-- Material --
====

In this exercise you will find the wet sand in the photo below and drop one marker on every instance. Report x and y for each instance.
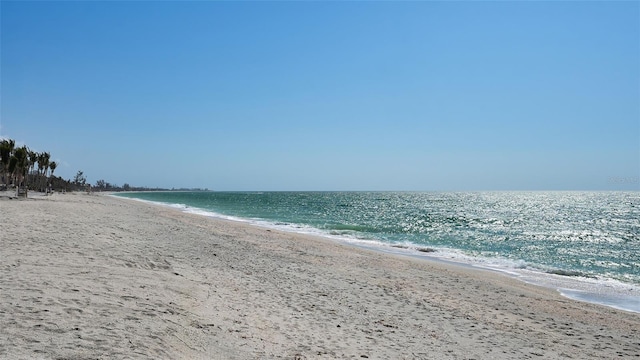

====

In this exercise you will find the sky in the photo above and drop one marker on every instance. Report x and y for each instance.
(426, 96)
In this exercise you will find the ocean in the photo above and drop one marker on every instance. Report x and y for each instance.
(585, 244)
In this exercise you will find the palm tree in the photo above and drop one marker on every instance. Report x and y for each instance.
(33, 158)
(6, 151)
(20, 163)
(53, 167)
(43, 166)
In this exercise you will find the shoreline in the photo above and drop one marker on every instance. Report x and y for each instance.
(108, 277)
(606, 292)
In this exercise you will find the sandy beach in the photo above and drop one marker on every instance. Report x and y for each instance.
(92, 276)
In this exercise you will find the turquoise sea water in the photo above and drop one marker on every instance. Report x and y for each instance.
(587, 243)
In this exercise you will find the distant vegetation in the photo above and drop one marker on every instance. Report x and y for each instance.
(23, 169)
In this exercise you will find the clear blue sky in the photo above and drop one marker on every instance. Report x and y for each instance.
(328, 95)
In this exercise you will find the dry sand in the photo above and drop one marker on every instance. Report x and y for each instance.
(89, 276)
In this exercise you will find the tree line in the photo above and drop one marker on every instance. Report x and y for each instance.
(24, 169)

====

-- Goal --
Please gather every line in the items above that contains the string "tree", treating uppercase and lowercase as different.

-- Solution to the problem --
In this exercise you will find the palm tree in the photo above and drop one marker on every instance. Report x and y for each instance.
In this exercise you will find the tree line in the photo above and drop one marker on every instance. Report x and y for each instance.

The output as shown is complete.